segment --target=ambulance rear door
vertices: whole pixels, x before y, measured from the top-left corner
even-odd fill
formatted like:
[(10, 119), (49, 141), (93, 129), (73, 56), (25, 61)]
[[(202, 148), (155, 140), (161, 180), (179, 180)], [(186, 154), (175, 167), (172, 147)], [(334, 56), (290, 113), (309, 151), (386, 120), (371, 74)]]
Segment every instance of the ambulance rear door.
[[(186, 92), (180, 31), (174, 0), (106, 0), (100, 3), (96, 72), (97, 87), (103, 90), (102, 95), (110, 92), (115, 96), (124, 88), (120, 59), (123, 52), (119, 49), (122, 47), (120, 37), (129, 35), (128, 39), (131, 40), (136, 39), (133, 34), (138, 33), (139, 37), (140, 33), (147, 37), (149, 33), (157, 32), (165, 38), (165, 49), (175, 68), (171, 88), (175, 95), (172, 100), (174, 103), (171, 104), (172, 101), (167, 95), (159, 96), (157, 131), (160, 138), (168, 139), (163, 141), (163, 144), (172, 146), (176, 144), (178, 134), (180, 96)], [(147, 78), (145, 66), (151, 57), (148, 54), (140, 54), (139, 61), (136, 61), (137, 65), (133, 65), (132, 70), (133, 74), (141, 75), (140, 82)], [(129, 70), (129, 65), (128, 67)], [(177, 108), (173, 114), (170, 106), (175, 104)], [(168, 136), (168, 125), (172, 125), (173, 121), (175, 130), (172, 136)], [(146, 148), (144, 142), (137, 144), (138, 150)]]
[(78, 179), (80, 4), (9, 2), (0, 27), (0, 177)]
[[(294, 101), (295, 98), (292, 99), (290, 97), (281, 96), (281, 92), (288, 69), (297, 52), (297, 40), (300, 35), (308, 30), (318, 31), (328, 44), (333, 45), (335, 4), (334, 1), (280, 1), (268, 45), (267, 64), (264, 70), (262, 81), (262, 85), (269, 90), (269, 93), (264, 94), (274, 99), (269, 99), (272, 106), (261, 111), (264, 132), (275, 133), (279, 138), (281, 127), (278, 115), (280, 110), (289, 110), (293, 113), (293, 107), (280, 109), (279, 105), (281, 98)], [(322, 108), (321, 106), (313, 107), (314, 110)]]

★ ★ ★ ★ ★ ★ ★

What the exercise asks -> Output everything from the start of the entries down to the line containing "[(10, 119), (49, 141), (93, 129), (73, 56), (25, 61)]", inclusive, as a numbered list with blank lines left out.

Output of the task ->
1. segment --target=ambulance rear door
2. vertices: whole pixels, x before y, measured from the top-left corner
3. even-odd fill
4. formatted like:
5. [(10, 119), (49, 141), (93, 129), (73, 56), (25, 61)]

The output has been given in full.